YOUR GOAL: Exactly repeat the material, dropping only the pictures.

STORED DATA:
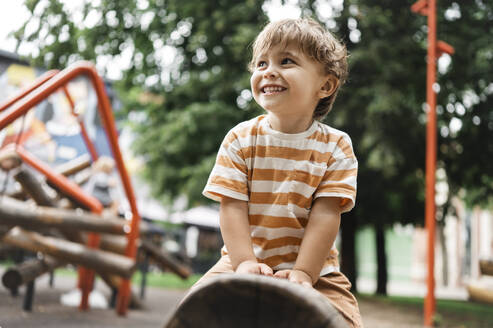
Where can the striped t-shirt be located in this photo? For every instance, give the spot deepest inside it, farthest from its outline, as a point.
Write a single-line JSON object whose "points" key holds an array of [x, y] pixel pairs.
{"points": [[280, 175]]}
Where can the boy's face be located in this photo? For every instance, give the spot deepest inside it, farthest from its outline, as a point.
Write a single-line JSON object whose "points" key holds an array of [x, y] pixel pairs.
{"points": [[285, 81]]}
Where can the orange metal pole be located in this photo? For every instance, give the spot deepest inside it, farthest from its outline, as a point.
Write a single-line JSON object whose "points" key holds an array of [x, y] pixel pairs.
{"points": [[105, 111], [83, 131], [111, 132], [431, 153], [60, 181]]}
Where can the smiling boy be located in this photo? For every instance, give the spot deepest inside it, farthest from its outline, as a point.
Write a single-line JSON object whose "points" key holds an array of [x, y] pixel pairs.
{"points": [[284, 178]]}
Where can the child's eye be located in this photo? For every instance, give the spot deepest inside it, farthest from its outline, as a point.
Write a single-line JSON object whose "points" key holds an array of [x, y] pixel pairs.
{"points": [[261, 64], [287, 61]]}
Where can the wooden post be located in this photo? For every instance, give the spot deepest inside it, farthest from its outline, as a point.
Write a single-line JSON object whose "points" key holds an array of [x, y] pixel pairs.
{"points": [[14, 212], [95, 259], [164, 260], [23, 273]]}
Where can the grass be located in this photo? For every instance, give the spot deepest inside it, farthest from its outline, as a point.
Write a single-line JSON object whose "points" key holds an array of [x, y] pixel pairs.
{"points": [[166, 280], [154, 279], [449, 313]]}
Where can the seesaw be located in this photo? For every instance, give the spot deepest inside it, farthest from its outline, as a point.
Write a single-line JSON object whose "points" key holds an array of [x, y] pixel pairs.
{"points": [[234, 300]]}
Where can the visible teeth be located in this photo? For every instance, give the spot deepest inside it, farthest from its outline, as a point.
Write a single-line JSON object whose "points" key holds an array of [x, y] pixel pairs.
{"points": [[273, 89]]}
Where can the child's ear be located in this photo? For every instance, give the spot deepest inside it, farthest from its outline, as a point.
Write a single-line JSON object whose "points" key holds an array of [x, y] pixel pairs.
{"points": [[329, 87]]}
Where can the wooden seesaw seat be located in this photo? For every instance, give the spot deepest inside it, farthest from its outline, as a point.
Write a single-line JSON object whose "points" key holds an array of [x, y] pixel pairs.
{"points": [[234, 300]]}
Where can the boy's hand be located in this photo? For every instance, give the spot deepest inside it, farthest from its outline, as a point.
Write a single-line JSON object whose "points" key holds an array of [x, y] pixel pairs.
{"points": [[255, 268], [296, 276]]}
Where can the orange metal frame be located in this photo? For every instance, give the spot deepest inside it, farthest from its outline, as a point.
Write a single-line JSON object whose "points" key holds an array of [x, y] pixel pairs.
{"points": [[44, 86], [435, 49]]}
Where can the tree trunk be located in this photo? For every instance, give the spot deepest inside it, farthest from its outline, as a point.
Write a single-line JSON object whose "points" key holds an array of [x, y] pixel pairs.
{"points": [[71, 252], [382, 276], [348, 252]]}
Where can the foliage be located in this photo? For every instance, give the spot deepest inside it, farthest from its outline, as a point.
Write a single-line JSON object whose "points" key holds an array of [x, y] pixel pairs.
{"points": [[383, 104]]}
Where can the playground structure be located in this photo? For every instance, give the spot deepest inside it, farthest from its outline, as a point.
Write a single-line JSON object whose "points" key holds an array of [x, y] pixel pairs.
{"points": [[54, 216], [235, 300]]}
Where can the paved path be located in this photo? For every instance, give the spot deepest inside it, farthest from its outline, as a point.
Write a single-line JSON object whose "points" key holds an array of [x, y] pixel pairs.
{"points": [[48, 312]]}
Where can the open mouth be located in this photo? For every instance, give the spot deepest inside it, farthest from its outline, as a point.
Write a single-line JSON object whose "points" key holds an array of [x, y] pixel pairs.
{"points": [[272, 89]]}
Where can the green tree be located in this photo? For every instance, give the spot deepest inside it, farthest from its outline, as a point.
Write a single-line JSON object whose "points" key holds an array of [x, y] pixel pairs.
{"points": [[382, 108], [204, 82]]}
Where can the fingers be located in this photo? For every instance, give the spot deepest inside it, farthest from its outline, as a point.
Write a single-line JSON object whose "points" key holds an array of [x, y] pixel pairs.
{"points": [[265, 270], [306, 284], [283, 274]]}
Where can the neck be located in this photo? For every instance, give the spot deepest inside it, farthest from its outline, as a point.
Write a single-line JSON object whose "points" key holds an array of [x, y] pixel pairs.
{"points": [[289, 124]]}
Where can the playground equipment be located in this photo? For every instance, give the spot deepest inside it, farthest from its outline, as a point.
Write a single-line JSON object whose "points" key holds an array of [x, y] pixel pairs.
{"points": [[435, 50], [236, 300], [67, 225]]}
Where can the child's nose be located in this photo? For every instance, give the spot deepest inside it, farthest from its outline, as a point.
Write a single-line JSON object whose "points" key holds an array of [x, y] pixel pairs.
{"points": [[270, 72]]}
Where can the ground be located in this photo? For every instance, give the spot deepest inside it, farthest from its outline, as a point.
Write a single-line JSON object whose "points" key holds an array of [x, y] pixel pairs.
{"points": [[48, 312]]}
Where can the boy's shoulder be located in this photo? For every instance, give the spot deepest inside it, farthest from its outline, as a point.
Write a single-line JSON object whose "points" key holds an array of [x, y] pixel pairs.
{"points": [[329, 133], [247, 128]]}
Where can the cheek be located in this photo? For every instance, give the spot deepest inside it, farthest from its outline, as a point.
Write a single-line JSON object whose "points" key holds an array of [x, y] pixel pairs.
{"points": [[254, 83]]}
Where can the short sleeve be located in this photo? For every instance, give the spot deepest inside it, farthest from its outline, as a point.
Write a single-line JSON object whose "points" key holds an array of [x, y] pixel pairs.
{"points": [[340, 176], [229, 175]]}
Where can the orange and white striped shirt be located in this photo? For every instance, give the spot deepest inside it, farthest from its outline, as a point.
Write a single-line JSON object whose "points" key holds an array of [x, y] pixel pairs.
{"points": [[280, 175]]}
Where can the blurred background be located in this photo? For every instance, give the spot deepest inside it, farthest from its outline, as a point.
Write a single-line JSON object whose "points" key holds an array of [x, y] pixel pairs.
{"points": [[176, 73]]}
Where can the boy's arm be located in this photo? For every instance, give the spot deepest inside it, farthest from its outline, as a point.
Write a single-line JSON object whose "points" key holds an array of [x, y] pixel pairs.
{"points": [[235, 230], [320, 234]]}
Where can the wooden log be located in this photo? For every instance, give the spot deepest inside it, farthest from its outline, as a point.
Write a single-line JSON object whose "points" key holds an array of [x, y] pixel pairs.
{"points": [[486, 266], [13, 212], [35, 190], [27, 271], [74, 166], [164, 260], [234, 300], [98, 260]]}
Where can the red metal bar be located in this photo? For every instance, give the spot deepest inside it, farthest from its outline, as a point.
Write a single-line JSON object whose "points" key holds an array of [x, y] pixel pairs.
{"points": [[431, 154], [36, 83], [105, 111], [83, 131], [60, 181]]}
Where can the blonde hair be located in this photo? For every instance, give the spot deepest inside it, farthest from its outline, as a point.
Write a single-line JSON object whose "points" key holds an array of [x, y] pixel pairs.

FULL ANSWER:
Where can the striped t-shirt be located in this photo? For every instance, give the spot deepest inside it, farthest from its outline, as a point.
Write a single-line JSON object whose "points" key holds an array of [x, y] pixel pairs.
{"points": [[280, 175]]}
Where can the boy's face be located in this photo? For every instance, give the spot deepest inside it, farthest from its outline, as a point.
Write a single-line JSON object whose "points" key holds an array of [x, y] pixel pairs.
{"points": [[285, 81]]}
Where can the orange metal pole be located in this photo? For every instance, give the spot deepest inside it, farthest from its outline, as a point.
Write a single-line JSON object whose "points" key holds an array of [x, y] pixel pairs.
{"points": [[105, 111], [83, 131], [111, 132], [431, 153], [60, 181]]}
Where can the smiling boy be located in this photo? For every instance, give the spot deepest inside it, farthest from its outline, as a point.
Write a single-line JSON object whose "points" key holds an array of [x, y] pixel pairs.
{"points": [[284, 178]]}
Where can the child's eye be located in this photo? For every instance, give the spot deepest inside it, farthest from its outline, as a point.
Write a single-line JSON object whose "points" key holds an array of [x, y] pixel pairs.
{"points": [[261, 64], [287, 61]]}
Where can the wooden post be located in this photo? For every instance, give the spot deepest inside it, farthest from its outline, as a point.
Write a single-line JSON object whose "points" key holds an array of [x, y] pixel pairs.
{"points": [[14, 212], [95, 259], [164, 260], [23, 273]]}
Where can the grass be located in this photo? For every instance, give the spot deepest inside it, farthest from its outline, as a point.
Write a single-line JSON object whose "points" key holds an array of [x, y] pixel pairs.
{"points": [[166, 280], [154, 279], [449, 313]]}
Where can the seesaw be located in this photo? For every instance, give the spot deepest inside it, farthest from its outline, as a point.
Write a single-line JSON object whose "points" key holds an array of [x, y] pixel pairs.
{"points": [[234, 300]]}
Where can the visible teeth be located in this photo? For every instance, give the spot deepest inside it, farthest from its outline, as a point.
Write a single-line JSON object whose "points" key holds an array of [x, y] pixel pairs.
{"points": [[273, 89]]}
Where can the child's ear be located in this photo? For every instance, give the spot deepest inside it, farthest from its outline, as a point.
Write a single-line JSON object whose "points" key holds an array of [x, y] pixel pairs.
{"points": [[329, 87]]}
Where can the wooden seesaw seat be located in this photo? For every instance, give the spot deepest inside it, farthest from its outline, as a point.
Write a single-line JSON object whose "points" key holds an array of [x, y] pixel pairs.
{"points": [[234, 300]]}
Where can the boy's hand be located in this photo? For every instance, give the spot deepest inside it, farthest from its outline, as a point.
Write a single-line JSON object whose "points" key holds an array of [x, y] pixel pairs.
{"points": [[255, 268], [296, 276]]}
Where can the orange metal frame be located in this photo? For every instance, give the spot deepest inside it, farthest from its outline, as a point.
Write a single-line JSON object whose "points" key holds an array of [x, y] pixel pairs.
{"points": [[44, 86], [435, 49]]}
Where can the tree trunk be located in this photo? For every instance, give the spot deepest inside it, farthest from its outline, as a point.
Write a single-line JSON object whose "points" key holds an array of [x, y] pixel pairs.
{"points": [[71, 252], [382, 276], [348, 252]]}
Where can the foliage be located in this photo? For every instance, give the spot deepest inside it, farthest from its outline, as a point.
Write a single-line JSON object whose "points" key holds an array of [x, y] pixel pairs.
{"points": [[383, 104]]}
Where can the playground structure be located in this photo? For every instance, give the spot deepest inside it, farthest from its outline, as a point.
Write a single-line JSON object whose "points" key holds an array of [x, y] pixel pairs.
{"points": [[54, 216], [235, 300]]}
Where can the paved path be located in this photo? For every instance, give the spot deepest inside it, farthest from its outline, as a point.
Write a single-line JSON object whose "points" key holds an array of [x, y] pixel pairs.
{"points": [[48, 312]]}
Where can the open mouth be located in this photo? For every instance, give the spot deepest inside it, farthest from its outline, as a point.
Write a single-line JSON object whose "points" key holds an array of [x, y] pixel pairs.
{"points": [[272, 89]]}
Where can the green tree be located in this photo? For every instance, give the spot deepest inside it, farthest from its outline, as a point.
Write a single-line JSON object whose "points" key holds an array of [x, y] pixel pairs.
{"points": [[382, 108], [204, 82]]}
Where can the fingers be located in this photo? For every instance, give the spot deepest inside it, farthest from its outline, as a point.
Write a single-line JSON object whose "points" key holds an array of [x, y] pixel pairs.
{"points": [[265, 270], [306, 284], [283, 274]]}
Where can the neck be located in this photo? For every instance, give the spot deepest inside it, farthest from its outline, as a point.
Write a single-line JSON object whose "points" key holds an array of [x, y] pixel pairs.
{"points": [[289, 124]]}
Where can the playground equipment be located in this photo? For every instance, give the spot deepest inside it, farthest from its outline, as a point.
Write a single-line JSON object whose "points" key holds an array of [x, y] pixel pairs.
{"points": [[435, 50], [236, 300], [67, 225]]}
Where can the child's nose be located in this photo? For every instance, give the spot deepest inside it, farthest from its outline, as a point.
Write a single-line JSON object whose "points" key holds an array of [x, y] pixel pairs.
{"points": [[270, 72]]}
Where can the ground be located in this photo? For every instance, give the spot deepest inside it, farthest from its outline, as a point.
Write a single-line JSON object whose "points" key holds an array of [x, y] pixel pairs.
{"points": [[48, 312]]}
Where can the boy's shoulder be located in this photo? For every instance, give the spot deepest inside it, farthest from its outline, as a point.
Write a single-line JSON object whose "points" key holds an array of [x, y] pixel pairs.
{"points": [[329, 133], [247, 128]]}
Where can the cheek be located in this photo? For every instance, give the spot deepest inside it, farthest from its outline, as a point.
Write a single-line JSON object whose "points" key holds an array of [x, y] pixel pairs.
{"points": [[254, 83]]}
Where can the short sleeve be located in this photo? For every instance, give the spot deepest inside it, farthest from its outline, as a point.
Write a single-line JSON object whose "points" key holds an array of [x, y] pixel pairs.
{"points": [[340, 176], [229, 175]]}
Where can the orange and white striped shirt be located in this photo? For every instance, give the spot deepest inside it, farthest from its outline, as a point.
Write a single-line JSON object whose "points" key holds an array of [x, y] pixel pairs.
{"points": [[280, 175]]}
Where can the blurred background be located in this photo? For every instance, give the spot deepest inside it, farthest from its outline, as a point.
Write a single-line JSON object whose "points" key holds an array of [x, y] pixel pairs.
{"points": [[176, 73]]}
Where can the boy's arm be located in this photo? For every instance, give the spot deepest inside it, farthest from its outline, as a point.
Write a single-line JSON object whose "points" key holds an array of [x, y] pixel pairs.
{"points": [[235, 230], [320, 234]]}
Where can the wooden log be located in this photo? For every instance, give the spot deepest inside it, farthest from its outline, as a point.
Write a single-line JSON object whose "points" key holds an array of [x, y] pixel pairs.
{"points": [[486, 266], [13, 212], [35, 190], [27, 271], [74, 166], [164, 260], [234, 300], [98, 260]]}
Where can the red metal bar be located in this photo? For every instance, give the spot deepest inside it, farthest from its outline, as a point.
Write a single-line JSON object whose "points" key holds an array of [x, y] pixel pairs.
{"points": [[431, 154], [36, 83], [105, 111], [83, 131], [60, 181]]}
Where can the blonde hair be located in this photo? For every instance, give the spot deepest inside it, farthest from its outline, as a point.
Write a single-line JSON object whose "points" key holds an array of [x, y] pixel pairs.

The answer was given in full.